List each line of the material below that contains the string "lamp". Only matches with the same capitalization count.

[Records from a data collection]
————————

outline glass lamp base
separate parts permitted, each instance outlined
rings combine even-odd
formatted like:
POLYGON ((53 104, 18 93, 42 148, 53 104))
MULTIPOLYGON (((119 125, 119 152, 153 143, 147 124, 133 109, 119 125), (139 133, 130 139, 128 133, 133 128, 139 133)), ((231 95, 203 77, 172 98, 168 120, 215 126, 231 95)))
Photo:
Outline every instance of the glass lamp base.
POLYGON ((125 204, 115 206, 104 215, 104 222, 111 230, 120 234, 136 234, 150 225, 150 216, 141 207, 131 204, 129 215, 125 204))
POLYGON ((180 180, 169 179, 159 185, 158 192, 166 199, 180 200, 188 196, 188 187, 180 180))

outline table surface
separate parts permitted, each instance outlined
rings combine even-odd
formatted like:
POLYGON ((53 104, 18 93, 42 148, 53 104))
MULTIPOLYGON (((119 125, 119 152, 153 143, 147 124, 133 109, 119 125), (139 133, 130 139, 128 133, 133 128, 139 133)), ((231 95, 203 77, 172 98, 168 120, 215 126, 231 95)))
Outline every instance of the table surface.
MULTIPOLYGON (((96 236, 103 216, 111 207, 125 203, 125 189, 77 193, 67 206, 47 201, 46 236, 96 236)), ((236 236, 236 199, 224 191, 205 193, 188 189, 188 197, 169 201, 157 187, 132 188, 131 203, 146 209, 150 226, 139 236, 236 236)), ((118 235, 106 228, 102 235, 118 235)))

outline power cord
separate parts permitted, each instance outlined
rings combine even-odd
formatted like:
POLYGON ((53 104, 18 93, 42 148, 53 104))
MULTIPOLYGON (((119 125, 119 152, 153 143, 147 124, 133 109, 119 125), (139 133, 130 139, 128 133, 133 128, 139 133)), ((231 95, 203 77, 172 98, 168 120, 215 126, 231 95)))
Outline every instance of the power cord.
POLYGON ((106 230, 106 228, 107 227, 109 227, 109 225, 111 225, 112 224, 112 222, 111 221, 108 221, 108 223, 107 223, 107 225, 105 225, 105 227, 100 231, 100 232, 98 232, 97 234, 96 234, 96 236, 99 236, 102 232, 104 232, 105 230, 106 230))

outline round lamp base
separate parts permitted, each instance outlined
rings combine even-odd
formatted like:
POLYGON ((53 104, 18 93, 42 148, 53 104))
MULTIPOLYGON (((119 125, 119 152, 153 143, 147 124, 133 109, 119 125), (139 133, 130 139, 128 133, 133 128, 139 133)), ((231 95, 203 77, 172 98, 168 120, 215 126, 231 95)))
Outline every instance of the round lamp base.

————————

• _SOLUTION TO THIS TASK_:
outline glass lamp base
Outline every instance of the glass lamp base.
outline round lamp base
Outline every instance of the round lamp base.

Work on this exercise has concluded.